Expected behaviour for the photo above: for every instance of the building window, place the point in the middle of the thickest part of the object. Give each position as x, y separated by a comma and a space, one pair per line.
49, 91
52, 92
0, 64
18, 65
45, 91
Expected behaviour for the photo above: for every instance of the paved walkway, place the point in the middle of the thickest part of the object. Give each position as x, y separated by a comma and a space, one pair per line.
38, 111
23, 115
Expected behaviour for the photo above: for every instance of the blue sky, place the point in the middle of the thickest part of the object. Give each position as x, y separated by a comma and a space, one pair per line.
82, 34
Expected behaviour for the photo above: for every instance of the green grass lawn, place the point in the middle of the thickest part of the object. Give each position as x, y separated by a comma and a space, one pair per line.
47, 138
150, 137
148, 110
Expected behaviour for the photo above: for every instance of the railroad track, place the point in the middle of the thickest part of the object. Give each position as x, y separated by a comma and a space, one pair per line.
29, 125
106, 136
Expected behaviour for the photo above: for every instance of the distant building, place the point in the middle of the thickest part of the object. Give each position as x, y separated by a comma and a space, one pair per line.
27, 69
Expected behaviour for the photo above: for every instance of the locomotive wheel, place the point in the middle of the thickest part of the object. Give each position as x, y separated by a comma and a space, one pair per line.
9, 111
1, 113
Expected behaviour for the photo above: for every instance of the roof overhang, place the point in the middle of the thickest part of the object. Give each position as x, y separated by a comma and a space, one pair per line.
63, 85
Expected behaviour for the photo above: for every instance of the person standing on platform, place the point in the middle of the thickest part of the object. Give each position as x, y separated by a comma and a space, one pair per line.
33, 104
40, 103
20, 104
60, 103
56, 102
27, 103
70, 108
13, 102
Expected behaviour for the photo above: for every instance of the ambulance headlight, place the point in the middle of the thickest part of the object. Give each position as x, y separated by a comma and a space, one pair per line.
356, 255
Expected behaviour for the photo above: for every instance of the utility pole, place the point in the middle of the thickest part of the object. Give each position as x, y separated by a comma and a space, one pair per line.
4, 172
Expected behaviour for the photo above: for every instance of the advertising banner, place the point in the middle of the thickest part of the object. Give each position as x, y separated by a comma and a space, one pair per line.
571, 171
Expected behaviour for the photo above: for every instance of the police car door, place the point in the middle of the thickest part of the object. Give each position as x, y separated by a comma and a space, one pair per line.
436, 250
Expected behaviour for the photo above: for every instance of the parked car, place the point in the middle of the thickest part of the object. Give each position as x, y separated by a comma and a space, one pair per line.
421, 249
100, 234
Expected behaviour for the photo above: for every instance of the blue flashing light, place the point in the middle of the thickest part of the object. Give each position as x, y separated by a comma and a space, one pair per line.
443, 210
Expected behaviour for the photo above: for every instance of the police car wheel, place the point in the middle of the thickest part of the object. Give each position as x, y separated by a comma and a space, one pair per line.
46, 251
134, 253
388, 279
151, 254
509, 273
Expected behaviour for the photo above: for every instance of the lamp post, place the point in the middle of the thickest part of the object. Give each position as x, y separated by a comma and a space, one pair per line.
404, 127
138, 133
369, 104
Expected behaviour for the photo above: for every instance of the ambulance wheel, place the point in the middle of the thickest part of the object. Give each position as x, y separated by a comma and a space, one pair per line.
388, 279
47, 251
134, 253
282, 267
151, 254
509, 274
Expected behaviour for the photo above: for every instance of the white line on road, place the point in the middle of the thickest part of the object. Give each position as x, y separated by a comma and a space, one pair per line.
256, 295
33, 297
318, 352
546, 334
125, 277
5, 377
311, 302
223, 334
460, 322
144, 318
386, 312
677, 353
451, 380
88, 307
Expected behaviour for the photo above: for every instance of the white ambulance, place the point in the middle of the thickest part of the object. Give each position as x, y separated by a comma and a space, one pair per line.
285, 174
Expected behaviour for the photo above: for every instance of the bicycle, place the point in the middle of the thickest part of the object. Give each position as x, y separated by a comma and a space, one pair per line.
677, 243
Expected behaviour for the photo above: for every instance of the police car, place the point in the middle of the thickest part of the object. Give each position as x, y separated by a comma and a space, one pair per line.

--- TASK DESCRIPTION ---
Copy out every one of the lines from the line containing "car wheel, place" through the last line of the records, both ends included. Offset each coordinate in the answers by -47 and leave everything else unchanged.

--- RESULT ---
Expected behaviour for the photo above: for every instance of the police car wheel, place the point in the middle of the thickest part of the object. Give each position as x, y separated by a comma and a space, one pair per line.
-1, 204
87, 206
341, 232
104, 207
462, 226
Expected behaviour for the photo above: for every instance of the lamp post, place the point in the middle of the thickest part of the object. Give each position as x, y separated by a comma and a space, one pair per line.
357, 80
91, 86
322, 57
Expected behaviour for the photo above: for every instance of the ambulance wheel, place the point in the middle of the thickest part of the object. Give each position as x, y separated by a comma and a space, one pair per line.
341, 232
0, 204
87, 206
235, 220
104, 207
462, 227
Expected behaviour for the photo above: for every instance of the white line on road, place the point in the middle of the thickest part of the object. Give each position as x, y separated by a comma and a space, one pair per line.
209, 248
-14, 250
271, 305
499, 287
78, 230
-42, 330
264, 255
176, 287
413, 275
97, 271
339, 265
630, 306
404, 333
41, 260
Expected behaviour for the photo above: for every instance of the white ambulance, place the point in the middle of the thickest part of the object. Give each position as x, y separated by a comma and a space, one pair per line.
238, 127
Expected behaviour for the photo above: for every instance of the bicycle, place the point in the middle of the thickest part of the object. Give each position as x, y separated by a comma and a space, one pair per line.
630, 196
Expected behaviour for the photo above: for every instance of the police car, place the point in the middle of the thickest part of the object. Give each position as x, y separated by a comma and a space, one pair per line.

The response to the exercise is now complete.